>>>

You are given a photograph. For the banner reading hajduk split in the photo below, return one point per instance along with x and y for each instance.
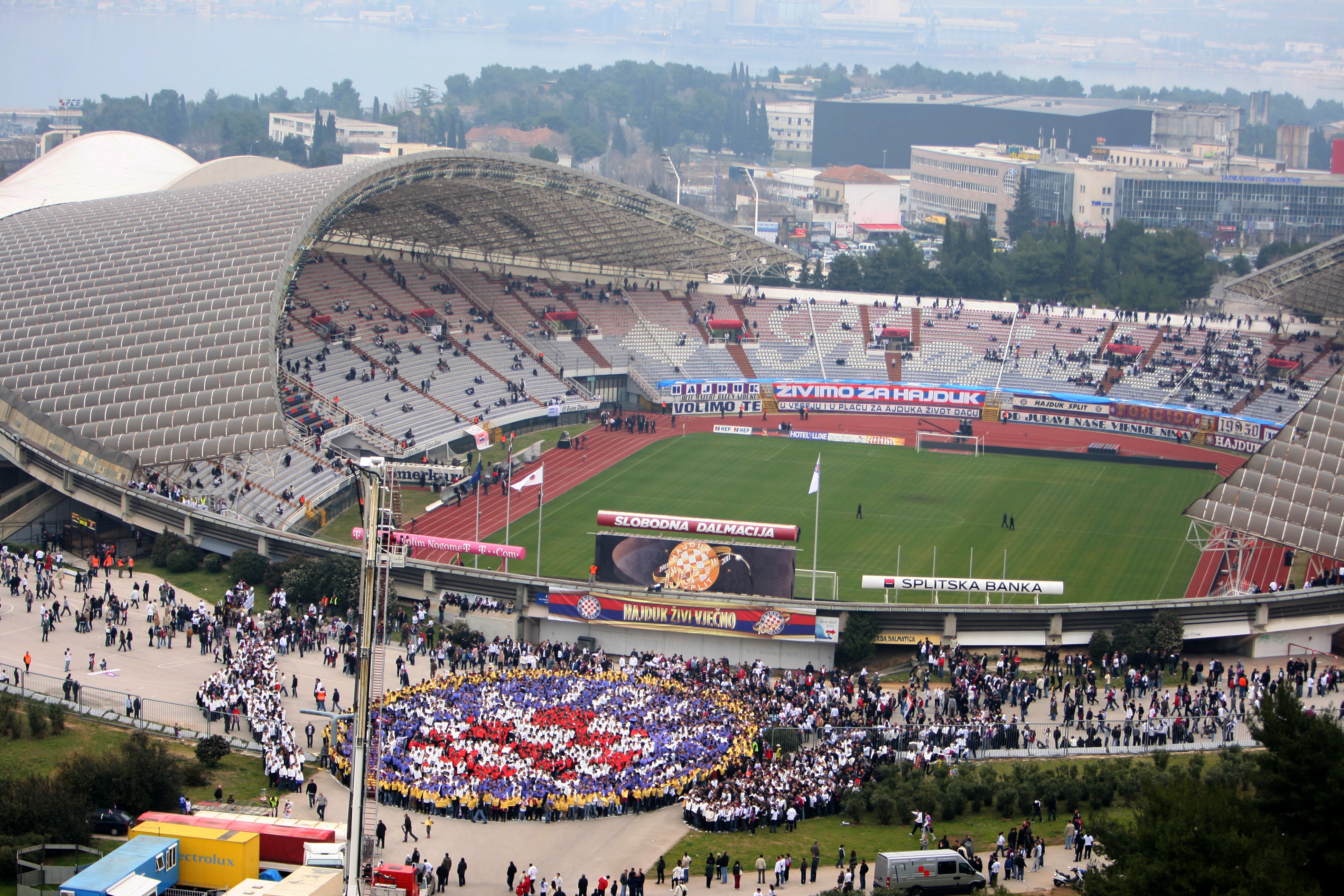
(698, 526)
(484, 549)
(686, 616)
(986, 586)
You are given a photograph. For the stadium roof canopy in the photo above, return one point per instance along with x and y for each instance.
(147, 323)
(1311, 281)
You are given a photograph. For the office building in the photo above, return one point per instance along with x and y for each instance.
(965, 183)
(348, 131)
(878, 128)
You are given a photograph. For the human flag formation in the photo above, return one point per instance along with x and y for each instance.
(533, 479)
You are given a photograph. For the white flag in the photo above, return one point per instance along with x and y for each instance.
(533, 479)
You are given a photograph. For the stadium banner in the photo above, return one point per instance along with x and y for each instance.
(1099, 425)
(725, 389)
(484, 549)
(696, 565)
(846, 437)
(684, 616)
(1060, 405)
(984, 586)
(698, 526)
(718, 406)
(1174, 417)
(851, 394)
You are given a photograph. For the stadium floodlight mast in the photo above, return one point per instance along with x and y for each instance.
(667, 160)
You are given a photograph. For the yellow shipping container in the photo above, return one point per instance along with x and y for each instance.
(210, 858)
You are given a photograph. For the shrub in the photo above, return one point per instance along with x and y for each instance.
(854, 805)
(885, 808)
(37, 722)
(165, 544)
(248, 566)
(212, 750)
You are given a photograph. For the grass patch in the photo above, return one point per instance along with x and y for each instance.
(240, 774)
(1109, 531)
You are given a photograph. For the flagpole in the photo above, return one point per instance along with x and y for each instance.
(508, 492)
(541, 496)
(816, 532)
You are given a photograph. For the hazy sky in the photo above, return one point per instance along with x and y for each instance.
(48, 56)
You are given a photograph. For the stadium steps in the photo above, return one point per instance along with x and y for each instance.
(768, 403)
(741, 359)
(1105, 340)
(691, 316)
(480, 362)
(894, 361)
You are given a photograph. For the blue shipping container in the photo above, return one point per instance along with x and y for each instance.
(154, 858)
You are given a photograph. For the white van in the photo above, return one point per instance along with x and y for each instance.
(931, 871)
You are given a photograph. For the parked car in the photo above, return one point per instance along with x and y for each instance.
(111, 821)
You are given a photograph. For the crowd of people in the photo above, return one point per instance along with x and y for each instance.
(251, 687)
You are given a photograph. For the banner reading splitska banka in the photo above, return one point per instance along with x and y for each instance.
(686, 616)
(881, 398)
(986, 586)
(696, 565)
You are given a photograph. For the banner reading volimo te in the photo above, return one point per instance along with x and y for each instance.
(687, 616)
(881, 398)
(696, 565)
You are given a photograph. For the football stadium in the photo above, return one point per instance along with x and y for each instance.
(565, 408)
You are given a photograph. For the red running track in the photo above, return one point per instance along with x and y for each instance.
(570, 468)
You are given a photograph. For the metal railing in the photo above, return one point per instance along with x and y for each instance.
(101, 704)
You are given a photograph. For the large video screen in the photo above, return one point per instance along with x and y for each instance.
(696, 566)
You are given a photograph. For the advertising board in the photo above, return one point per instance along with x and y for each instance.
(881, 398)
(777, 624)
(1053, 405)
(953, 584)
(698, 526)
(696, 565)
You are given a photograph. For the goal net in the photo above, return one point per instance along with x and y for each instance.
(949, 442)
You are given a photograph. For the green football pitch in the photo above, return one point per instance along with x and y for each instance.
(1109, 531)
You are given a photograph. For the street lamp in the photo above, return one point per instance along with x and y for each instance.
(667, 160)
(756, 217)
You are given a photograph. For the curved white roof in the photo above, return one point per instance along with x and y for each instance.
(97, 166)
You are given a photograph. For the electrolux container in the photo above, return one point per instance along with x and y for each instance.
(212, 859)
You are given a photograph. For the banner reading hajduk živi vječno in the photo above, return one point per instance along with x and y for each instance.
(686, 616)
(429, 542)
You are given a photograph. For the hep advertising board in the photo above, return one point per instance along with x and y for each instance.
(696, 565)
(686, 616)
(881, 398)
(698, 526)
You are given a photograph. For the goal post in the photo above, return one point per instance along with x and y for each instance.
(973, 445)
(828, 585)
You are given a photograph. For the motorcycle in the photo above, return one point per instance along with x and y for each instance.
(1072, 879)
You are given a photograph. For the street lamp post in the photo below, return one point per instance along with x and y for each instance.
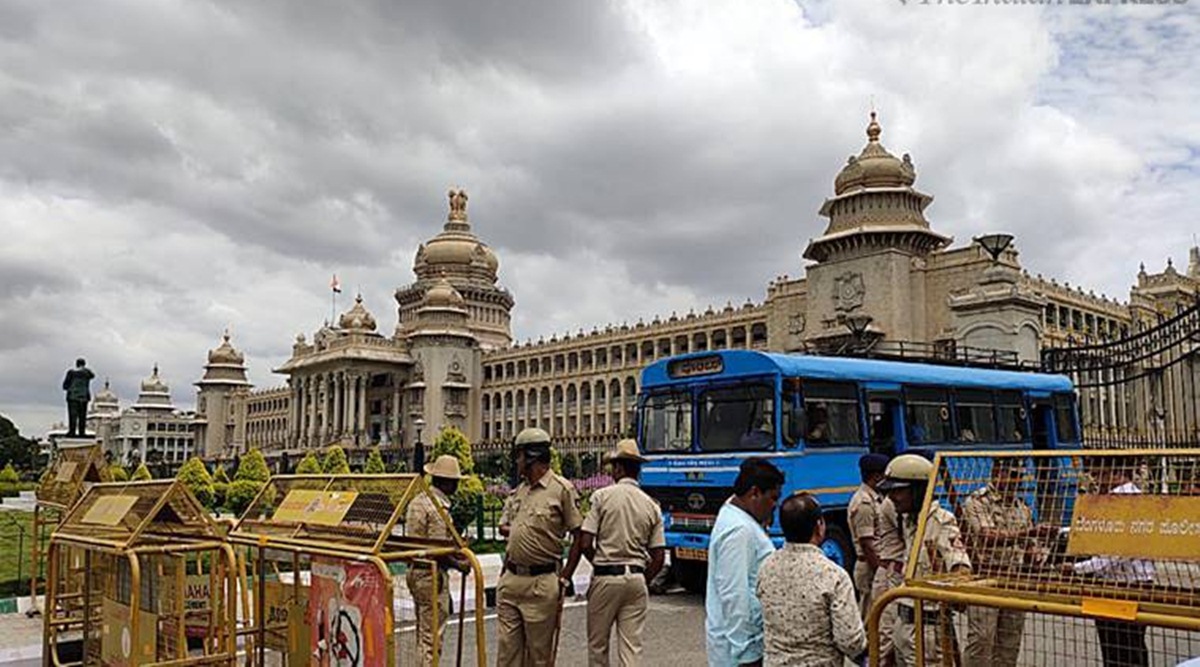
(418, 446)
(995, 244)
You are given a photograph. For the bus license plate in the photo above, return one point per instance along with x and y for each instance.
(688, 553)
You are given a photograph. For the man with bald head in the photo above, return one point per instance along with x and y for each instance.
(816, 624)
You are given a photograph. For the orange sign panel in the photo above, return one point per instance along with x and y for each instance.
(109, 510)
(1135, 526)
(309, 505)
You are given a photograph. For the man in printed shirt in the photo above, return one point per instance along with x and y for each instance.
(539, 512)
(1121, 643)
(1000, 532)
(736, 548)
(623, 538)
(809, 614)
(864, 521)
(423, 520)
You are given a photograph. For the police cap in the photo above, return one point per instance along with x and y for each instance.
(905, 470)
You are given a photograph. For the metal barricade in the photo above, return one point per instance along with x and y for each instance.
(318, 556)
(138, 574)
(1086, 557)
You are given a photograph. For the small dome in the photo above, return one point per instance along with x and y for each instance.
(358, 318)
(226, 353)
(154, 384)
(875, 167)
(443, 295)
(106, 396)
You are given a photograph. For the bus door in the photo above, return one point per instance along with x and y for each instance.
(883, 421)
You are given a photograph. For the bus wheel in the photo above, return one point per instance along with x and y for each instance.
(838, 546)
(693, 575)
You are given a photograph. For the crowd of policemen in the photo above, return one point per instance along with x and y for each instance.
(622, 536)
(997, 534)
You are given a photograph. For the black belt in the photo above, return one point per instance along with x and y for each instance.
(909, 616)
(532, 570)
(616, 570)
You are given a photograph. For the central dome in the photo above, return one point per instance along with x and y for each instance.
(875, 167)
(456, 250)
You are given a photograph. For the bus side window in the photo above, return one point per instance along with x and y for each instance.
(927, 415)
(792, 410)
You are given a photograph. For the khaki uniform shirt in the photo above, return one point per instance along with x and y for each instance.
(539, 515)
(889, 536)
(627, 523)
(421, 520)
(810, 617)
(985, 510)
(864, 509)
(942, 550)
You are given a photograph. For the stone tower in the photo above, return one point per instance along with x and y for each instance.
(471, 268)
(221, 403)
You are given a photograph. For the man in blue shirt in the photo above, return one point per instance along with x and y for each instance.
(736, 548)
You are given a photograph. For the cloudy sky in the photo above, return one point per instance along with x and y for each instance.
(172, 168)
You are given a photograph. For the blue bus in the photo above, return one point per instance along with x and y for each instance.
(701, 414)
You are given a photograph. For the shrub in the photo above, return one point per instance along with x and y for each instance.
(335, 462)
(196, 478)
(252, 468)
(375, 463)
(9, 475)
(240, 494)
(453, 442)
(465, 503)
(309, 464)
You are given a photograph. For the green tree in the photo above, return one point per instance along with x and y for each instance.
(453, 442)
(196, 478)
(375, 463)
(335, 462)
(309, 464)
(22, 452)
(252, 468)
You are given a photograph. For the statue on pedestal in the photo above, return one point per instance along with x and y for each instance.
(78, 386)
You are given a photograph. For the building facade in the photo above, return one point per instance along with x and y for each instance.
(450, 359)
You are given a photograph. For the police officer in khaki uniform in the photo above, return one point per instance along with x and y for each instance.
(423, 520)
(864, 526)
(891, 550)
(1001, 533)
(537, 516)
(942, 551)
(623, 539)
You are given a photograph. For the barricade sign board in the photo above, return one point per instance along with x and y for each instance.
(1137, 526)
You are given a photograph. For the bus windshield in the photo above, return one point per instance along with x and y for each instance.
(737, 418)
(666, 421)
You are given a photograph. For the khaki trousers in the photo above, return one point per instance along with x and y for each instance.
(864, 581)
(618, 600)
(885, 581)
(420, 586)
(994, 636)
(526, 612)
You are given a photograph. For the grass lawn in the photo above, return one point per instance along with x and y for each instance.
(16, 532)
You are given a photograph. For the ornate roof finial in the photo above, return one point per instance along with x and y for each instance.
(457, 204)
(873, 128)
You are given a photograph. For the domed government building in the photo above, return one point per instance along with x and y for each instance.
(879, 276)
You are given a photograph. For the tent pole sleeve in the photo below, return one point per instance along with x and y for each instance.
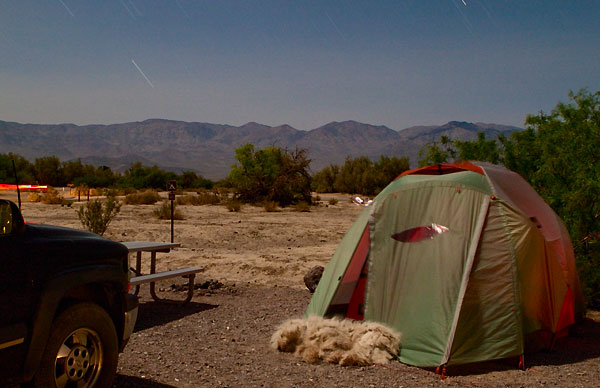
(473, 245)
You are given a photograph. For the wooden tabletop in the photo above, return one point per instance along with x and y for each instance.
(149, 246)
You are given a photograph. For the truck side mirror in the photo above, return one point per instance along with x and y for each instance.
(11, 220)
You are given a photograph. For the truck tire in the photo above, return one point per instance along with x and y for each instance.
(82, 350)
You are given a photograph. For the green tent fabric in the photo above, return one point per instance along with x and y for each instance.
(465, 260)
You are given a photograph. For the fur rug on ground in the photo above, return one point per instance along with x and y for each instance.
(343, 342)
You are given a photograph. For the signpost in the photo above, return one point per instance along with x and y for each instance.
(172, 188)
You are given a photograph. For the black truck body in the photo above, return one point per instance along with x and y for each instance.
(45, 271)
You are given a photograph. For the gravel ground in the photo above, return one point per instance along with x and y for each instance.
(221, 339)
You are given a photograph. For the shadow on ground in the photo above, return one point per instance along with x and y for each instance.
(122, 381)
(152, 314)
(583, 343)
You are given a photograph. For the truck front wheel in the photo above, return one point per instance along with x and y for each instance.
(82, 350)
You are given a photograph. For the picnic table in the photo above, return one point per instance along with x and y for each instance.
(153, 247)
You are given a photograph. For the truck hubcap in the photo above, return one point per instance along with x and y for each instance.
(79, 359)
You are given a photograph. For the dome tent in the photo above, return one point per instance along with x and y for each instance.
(465, 260)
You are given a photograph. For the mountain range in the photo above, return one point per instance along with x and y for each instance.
(208, 149)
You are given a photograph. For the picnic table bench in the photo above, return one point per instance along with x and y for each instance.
(148, 246)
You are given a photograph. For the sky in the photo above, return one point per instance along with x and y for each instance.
(304, 63)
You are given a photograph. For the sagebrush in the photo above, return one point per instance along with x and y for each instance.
(96, 215)
(148, 197)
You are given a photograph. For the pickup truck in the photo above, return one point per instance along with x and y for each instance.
(65, 310)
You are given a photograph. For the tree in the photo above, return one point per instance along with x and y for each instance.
(436, 153)
(23, 166)
(271, 174)
(48, 171)
(559, 155)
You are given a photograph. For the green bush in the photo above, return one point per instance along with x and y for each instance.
(271, 174)
(51, 197)
(96, 216)
(164, 212)
(148, 197)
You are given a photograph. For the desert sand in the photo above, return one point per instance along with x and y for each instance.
(256, 262)
(250, 246)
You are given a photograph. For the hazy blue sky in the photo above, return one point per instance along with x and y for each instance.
(304, 63)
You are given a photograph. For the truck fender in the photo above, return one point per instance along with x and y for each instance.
(51, 296)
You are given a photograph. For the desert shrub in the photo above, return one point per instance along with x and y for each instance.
(51, 197)
(96, 192)
(302, 207)
(233, 206)
(148, 197)
(360, 175)
(164, 212)
(95, 216)
(270, 206)
(271, 174)
(34, 197)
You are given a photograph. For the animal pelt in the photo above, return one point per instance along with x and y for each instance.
(337, 341)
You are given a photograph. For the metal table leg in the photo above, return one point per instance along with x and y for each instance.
(138, 269)
(190, 277)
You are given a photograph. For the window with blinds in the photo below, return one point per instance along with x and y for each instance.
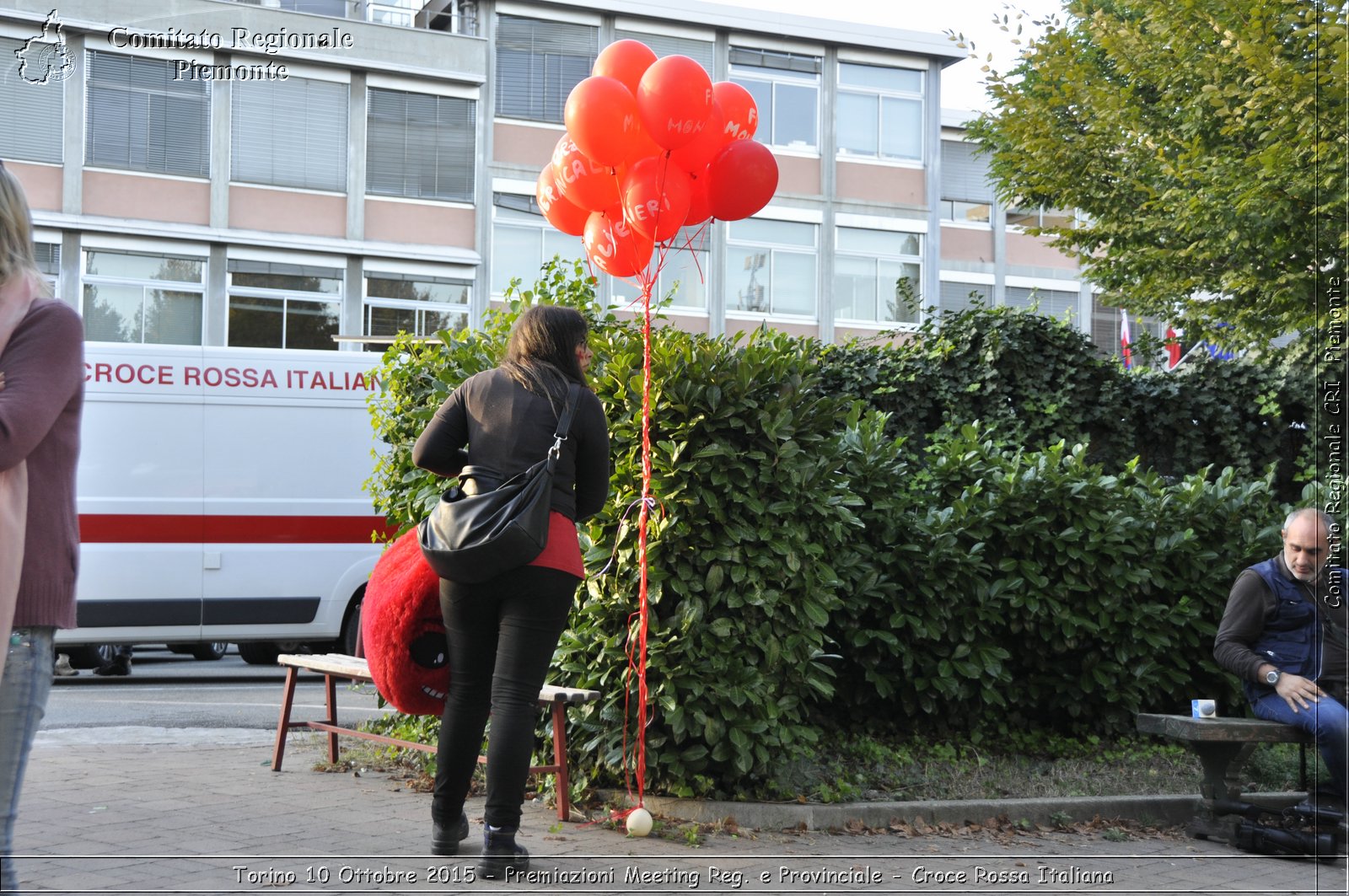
(537, 65)
(49, 262)
(1051, 303)
(139, 118)
(38, 105)
(787, 91)
(880, 112)
(289, 132)
(958, 297)
(965, 175)
(422, 146)
(277, 305)
(701, 51)
(132, 297)
(877, 276)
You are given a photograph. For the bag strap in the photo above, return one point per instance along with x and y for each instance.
(564, 422)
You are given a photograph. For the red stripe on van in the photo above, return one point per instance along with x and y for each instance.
(112, 528)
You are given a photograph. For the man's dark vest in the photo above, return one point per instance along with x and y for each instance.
(1292, 637)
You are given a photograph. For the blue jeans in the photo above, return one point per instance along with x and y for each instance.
(1328, 720)
(24, 700)
(501, 637)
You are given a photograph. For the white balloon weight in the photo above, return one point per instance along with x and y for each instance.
(638, 822)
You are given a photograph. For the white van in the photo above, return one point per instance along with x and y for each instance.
(220, 498)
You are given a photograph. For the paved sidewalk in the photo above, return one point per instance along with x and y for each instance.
(157, 818)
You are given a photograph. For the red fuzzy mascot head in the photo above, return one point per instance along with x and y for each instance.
(402, 632)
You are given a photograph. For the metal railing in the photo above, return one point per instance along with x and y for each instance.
(455, 17)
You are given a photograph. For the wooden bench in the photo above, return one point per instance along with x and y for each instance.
(1223, 745)
(341, 666)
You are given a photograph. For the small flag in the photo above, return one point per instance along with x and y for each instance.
(1126, 339)
(1174, 347)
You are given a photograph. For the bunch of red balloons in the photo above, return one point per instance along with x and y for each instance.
(652, 146)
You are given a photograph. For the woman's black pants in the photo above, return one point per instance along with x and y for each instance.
(501, 639)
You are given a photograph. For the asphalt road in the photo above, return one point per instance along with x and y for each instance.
(175, 698)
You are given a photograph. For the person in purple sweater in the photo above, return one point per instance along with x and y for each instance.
(40, 399)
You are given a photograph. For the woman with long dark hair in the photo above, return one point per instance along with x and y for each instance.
(503, 633)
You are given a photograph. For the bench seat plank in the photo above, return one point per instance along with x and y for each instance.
(1223, 747)
(341, 666)
(1189, 729)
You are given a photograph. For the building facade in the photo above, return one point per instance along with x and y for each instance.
(281, 173)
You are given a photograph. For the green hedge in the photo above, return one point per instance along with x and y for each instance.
(1039, 382)
(816, 563)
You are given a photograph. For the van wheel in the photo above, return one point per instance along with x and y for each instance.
(351, 629)
(211, 649)
(88, 656)
(260, 652)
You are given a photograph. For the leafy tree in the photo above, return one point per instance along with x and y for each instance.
(1205, 142)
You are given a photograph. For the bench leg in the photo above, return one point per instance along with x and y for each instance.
(331, 687)
(1223, 764)
(288, 698)
(562, 777)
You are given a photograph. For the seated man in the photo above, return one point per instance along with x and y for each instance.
(1283, 633)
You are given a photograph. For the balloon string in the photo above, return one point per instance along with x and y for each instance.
(613, 556)
(642, 520)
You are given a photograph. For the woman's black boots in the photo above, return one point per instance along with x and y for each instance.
(444, 838)
(501, 855)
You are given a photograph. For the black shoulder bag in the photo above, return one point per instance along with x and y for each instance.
(472, 539)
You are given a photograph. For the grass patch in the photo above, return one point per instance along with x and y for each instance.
(876, 768)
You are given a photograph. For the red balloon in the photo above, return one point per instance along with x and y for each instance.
(580, 180)
(557, 209)
(626, 61)
(614, 247)
(656, 197)
(739, 108)
(638, 148)
(602, 118)
(699, 202)
(674, 98)
(741, 180)
(695, 154)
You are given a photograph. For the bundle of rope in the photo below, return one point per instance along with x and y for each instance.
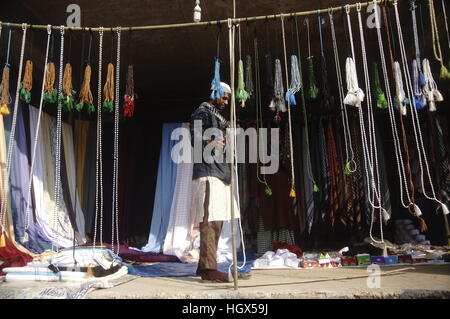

<<<

## [Exercise prompt]
Print exactly the line containing "You are given a photograph. For the leafy" and every line after it through the final line above, and leave all pictures out.

## [Written solution]
You are given a photograph. For the leafy tree in the photo above, return one point per instance along with x and y for each instance.
(1205, 142)
You are given a photograph. For the bench leg in the photo above, return one point per instance along with x and y for each instance.
(331, 687)
(1223, 764)
(288, 698)
(562, 777)
You are given a photograph. For the seated man in the photo above, return one point per instance along with x and y for each instance.
(1283, 633)
You are given a photograph. For the balloon string in the photo above, return one point per instance along with x and y for each instance.
(613, 556)
(642, 520)
You are given a photograph. For the woman's black boots in the photo above, return one point per instance along with x and y for each instance.
(444, 838)
(501, 855)
You are given a photograph. For the black shoulder bag in the photo above, return one point per instance along with x and y for each instance.
(472, 539)
You are given a photograph. For the grass patch in the photo above, return one point per instance along with x and y for each instance.
(876, 768)
You are given a photograph. For the red balloon in the photo above, return one point per instance along with x and y for each instance.
(580, 180)
(557, 209)
(626, 61)
(614, 247)
(656, 197)
(739, 108)
(638, 148)
(602, 118)
(699, 202)
(674, 98)
(741, 180)
(695, 154)
You are given a photograph. For the bundle of rope in the photo below, return one point per instance along with x and y for each instance.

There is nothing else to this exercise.